BEGIN Extracted entries
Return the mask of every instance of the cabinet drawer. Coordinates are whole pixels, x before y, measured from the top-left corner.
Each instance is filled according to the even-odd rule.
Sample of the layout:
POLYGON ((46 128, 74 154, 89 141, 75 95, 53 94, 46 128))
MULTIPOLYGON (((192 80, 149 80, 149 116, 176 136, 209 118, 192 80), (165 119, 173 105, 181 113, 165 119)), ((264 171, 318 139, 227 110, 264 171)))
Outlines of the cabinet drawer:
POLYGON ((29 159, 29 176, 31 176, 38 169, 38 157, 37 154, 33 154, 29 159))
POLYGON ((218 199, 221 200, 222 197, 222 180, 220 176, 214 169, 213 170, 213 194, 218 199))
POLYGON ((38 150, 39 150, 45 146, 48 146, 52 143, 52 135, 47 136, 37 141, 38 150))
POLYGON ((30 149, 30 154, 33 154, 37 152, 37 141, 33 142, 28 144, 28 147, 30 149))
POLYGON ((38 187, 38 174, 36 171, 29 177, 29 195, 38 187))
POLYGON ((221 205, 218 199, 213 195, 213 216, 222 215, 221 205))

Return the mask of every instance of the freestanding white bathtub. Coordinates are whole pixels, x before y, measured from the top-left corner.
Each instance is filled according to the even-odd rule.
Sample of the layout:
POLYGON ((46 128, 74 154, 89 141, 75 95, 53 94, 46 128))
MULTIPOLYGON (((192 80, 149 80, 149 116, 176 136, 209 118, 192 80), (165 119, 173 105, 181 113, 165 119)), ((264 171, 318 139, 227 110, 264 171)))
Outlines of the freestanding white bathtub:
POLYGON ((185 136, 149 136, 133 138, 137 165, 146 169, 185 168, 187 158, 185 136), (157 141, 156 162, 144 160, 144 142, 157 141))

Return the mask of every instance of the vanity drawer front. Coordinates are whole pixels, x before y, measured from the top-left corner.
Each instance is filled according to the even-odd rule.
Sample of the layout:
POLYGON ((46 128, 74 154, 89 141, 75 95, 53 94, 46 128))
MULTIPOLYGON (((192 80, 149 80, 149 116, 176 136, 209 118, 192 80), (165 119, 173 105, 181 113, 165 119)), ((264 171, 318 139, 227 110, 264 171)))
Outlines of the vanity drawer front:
END Extracted entries
BEGIN Extracted entries
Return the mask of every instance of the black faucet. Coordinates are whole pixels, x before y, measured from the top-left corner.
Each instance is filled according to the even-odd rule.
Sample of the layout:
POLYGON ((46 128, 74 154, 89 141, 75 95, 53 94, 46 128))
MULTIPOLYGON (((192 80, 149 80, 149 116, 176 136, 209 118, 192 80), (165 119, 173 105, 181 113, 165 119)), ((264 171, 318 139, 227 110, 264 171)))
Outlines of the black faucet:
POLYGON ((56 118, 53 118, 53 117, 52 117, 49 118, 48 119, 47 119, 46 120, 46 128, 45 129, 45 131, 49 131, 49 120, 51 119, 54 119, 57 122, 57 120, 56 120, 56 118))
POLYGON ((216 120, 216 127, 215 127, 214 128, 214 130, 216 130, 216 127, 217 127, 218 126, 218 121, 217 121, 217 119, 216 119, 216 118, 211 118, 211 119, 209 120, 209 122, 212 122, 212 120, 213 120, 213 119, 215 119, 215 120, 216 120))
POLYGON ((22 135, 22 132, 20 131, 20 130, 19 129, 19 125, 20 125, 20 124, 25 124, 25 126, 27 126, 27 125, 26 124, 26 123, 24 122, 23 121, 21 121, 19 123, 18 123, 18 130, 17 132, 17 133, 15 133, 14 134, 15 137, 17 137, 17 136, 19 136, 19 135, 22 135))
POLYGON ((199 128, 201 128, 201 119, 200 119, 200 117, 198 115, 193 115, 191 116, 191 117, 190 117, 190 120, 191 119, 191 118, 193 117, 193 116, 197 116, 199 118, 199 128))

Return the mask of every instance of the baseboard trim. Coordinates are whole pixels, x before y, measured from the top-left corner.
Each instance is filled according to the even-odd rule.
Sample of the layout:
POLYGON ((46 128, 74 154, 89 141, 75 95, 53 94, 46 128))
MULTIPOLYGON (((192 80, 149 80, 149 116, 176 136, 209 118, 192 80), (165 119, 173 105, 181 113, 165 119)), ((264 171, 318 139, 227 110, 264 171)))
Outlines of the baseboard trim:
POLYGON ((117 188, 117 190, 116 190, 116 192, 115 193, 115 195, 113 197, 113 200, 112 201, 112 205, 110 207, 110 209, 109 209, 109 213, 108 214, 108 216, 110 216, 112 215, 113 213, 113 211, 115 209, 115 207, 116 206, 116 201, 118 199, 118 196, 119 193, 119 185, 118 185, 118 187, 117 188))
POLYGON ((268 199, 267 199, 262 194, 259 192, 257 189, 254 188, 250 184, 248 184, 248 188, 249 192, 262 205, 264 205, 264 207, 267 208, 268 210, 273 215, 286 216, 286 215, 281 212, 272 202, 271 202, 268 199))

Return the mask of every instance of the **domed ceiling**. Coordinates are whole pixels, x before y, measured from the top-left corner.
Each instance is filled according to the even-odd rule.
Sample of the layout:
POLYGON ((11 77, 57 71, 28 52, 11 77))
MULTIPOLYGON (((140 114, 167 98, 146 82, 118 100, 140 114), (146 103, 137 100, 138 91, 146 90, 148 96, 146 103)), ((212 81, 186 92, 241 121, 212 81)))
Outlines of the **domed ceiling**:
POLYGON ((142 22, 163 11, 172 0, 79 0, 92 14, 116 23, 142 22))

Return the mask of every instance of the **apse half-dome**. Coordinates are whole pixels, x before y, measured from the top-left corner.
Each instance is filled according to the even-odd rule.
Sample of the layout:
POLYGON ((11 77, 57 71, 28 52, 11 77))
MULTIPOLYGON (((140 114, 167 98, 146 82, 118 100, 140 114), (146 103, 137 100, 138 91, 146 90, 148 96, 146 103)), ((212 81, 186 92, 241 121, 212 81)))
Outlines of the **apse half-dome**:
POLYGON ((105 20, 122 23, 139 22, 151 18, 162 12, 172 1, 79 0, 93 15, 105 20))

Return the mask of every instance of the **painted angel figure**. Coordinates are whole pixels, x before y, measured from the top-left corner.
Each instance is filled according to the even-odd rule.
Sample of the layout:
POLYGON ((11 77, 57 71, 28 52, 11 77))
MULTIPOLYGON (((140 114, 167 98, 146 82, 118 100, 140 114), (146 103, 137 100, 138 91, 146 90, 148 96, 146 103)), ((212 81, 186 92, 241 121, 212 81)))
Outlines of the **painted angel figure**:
END Extracted entries
BEGIN Extracted entries
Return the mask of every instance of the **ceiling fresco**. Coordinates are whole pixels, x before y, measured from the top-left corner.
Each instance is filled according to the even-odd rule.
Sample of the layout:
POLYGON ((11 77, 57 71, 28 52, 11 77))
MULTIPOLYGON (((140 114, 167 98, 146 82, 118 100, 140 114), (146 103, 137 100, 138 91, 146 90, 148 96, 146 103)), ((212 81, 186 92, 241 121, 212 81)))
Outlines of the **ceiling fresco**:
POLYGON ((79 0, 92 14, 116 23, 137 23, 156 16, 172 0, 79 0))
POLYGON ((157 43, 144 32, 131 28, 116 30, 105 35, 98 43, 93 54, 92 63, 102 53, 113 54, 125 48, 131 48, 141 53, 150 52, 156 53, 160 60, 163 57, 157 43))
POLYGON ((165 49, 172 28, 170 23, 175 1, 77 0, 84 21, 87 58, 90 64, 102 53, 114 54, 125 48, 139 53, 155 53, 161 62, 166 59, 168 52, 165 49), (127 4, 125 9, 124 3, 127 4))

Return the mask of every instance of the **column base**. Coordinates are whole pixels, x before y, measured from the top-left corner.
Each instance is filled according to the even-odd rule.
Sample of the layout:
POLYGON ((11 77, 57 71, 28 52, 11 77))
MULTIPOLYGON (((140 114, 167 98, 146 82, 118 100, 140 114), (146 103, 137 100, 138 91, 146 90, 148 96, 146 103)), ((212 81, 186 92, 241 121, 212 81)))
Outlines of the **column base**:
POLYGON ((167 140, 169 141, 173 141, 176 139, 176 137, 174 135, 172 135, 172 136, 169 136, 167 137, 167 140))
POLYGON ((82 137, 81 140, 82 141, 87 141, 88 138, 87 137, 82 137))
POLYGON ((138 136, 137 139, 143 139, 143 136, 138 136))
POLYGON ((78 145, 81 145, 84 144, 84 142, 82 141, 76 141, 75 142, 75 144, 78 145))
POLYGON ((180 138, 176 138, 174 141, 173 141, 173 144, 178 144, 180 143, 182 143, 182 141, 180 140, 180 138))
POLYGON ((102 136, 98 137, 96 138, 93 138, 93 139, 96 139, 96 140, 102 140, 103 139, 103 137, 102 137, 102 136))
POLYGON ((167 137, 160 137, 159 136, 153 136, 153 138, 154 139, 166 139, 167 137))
END Extracted entries
Task objective | Copy out the rows starting at the line that contains "Return the mask of every instance of the cabinet" and ending with the line that contains "POLYGON ((38 187, 38", both of those lines included, with every character unchanged.

Answer |
Return the mask of every instance of the cabinet drawer. Coordinates are whole pixels, x before y, measured from the top-left corner.
Each instance is filled according to the even-odd rule.
Sample of the layout:
POLYGON ((46 128, 74 154, 89 141, 75 95, 53 94, 46 128))
MULTIPOLYGON (((192 80, 149 80, 149 116, 176 136, 209 118, 192 80), (165 119, 173 105, 181 113, 165 119)), ((264 171, 318 139, 227 110, 264 171)))
Outlines of the cabinet drawer:
POLYGON ((29 159, 29 176, 31 176, 38 169, 38 157, 37 154, 33 154, 29 159))
POLYGON ((218 199, 221 200, 222 197, 222 180, 220 176, 214 169, 213 170, 213 194, 218 199))
POLYGON ((38 150, 39 150, 45 146, 48 146, 52 143, 52 135, 47 136, 37 141, 38 150))
POLYGON ((30 149, 30 154, 33 154, 37 152, 37 141, 33 142, 28 144, 28 147, 30 149))
POLYGON ((38 187, 38 174, 36 171, 29 177, 29 195, 38 187))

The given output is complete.